TASK DIRECTIONS:
Quote every entry word for word.

Records excerpted from a collection:
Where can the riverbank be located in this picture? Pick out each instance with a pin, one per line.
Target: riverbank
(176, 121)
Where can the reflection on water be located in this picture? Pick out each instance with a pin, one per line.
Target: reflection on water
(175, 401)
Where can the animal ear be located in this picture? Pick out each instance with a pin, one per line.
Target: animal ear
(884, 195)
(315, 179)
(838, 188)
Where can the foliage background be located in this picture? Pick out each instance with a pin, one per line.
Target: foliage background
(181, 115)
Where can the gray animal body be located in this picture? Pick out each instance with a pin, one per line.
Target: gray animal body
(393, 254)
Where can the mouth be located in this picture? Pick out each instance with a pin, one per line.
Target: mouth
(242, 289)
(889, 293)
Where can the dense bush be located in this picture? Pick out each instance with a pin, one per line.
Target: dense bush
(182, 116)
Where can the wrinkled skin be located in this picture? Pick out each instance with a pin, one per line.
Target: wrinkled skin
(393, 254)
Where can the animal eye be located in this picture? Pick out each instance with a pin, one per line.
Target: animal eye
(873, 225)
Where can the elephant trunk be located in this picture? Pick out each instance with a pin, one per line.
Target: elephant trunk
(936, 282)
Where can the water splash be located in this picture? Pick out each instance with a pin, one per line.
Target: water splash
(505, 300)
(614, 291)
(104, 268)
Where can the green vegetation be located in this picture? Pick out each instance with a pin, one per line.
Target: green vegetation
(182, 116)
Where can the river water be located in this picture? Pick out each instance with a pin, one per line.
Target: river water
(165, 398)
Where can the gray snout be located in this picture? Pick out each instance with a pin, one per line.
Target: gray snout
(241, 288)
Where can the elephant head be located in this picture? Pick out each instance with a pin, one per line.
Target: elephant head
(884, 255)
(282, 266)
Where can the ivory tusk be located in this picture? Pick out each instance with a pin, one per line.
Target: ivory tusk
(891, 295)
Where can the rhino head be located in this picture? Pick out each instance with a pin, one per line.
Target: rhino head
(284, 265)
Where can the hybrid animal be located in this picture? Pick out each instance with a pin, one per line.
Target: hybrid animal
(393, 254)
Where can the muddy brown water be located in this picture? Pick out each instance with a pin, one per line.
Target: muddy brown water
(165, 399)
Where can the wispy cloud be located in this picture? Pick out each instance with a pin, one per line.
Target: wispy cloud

FULL RESPONSE:
Where can the riverbank be located in this picture? Pick out each instance with a pin, one per line.
Target: riverbank
(176, 121)
Where can the reflection on water be located in this picture? Pick out each instance with a pin, one per line.
Target: reflection on water
(175, 401)
Where can the animal ear be located in this picture? Pick out each instance with a pin, one per line.
Target: animal ear
(884, 195)
(315, 179)
(838, 188)
Where can the foliage background be located in this picture? Pick out each instance with a pin, one per line.
Target: foliage background
(181, 115)
Where can the gray animal body be located in this picture? Pick out each instance with a pin, one per line.
Target: gray animal body
(393, 254)
Where can the mouth be located in this picture? Pick out each instance with a pin, one per line.
Target: mouth
(242, 289)
(889, 293)
Where can the dense bush be located in this picture? Pick out each instance with a pin, one per line.
Target: dense bush
(182, 116)
Where can the wrinkled skin be located in this picture? Pick out each instance with a pin, one per line.
Target: wrinkled skin
(393, 254)
Where can the animal eye be located in this picture? Pick out each instance with a pin, one per line.
Target: animal eye
(873, 225)
Where can the elephant trunk be located in this picture? Pick out each instance with a pin, one per line.
Target: elephant trunk
(936, 282)
Where can the water splash be located in this picture? Pick out each instance with a pin, one per line.
Target: water splash
(505, 300)
(614, 291)
(104, 268)
Where can the green vegetation be located in this picture? Pick out each instance with a pin, one per line.
Target: green vegetation
(182, 116)
Where can the river water be located in this picture? Pick out each instance with a pin, one per line.
Target: river water
(165, 398)
Where can the gray snout be located in this picture? Pick out each instance with a pin, one per line.
Target: gray snout
(241, 288)
Where can the elephant head be located in this picture? Pick out each instance with a pin, one per line.
Target: elephant head
(884, 255)
(282, 266)
Where can the ivory tusk be located in this picture? Pick out each instance with a pin, one per line.
Target: ivory tusk
(891, 295)
Where can the rhino head be located in this picture? Pick out each instance with a pin, one per line.
Target: rhino head
(284, 265)
Where can the hybrid animal be located in this picture? Pick out each instance with a pin, one per line.
Target: hybrid animal
(393, 254)
Where can the muddy brown water be located in this picture? Pick out each instance with a pin, one per line.
Target: muddy brown water
(165, 399)
Where can the wispy cloud be located in this picture? Pick out each instance with a pin, one per line.
Target: wispy cloud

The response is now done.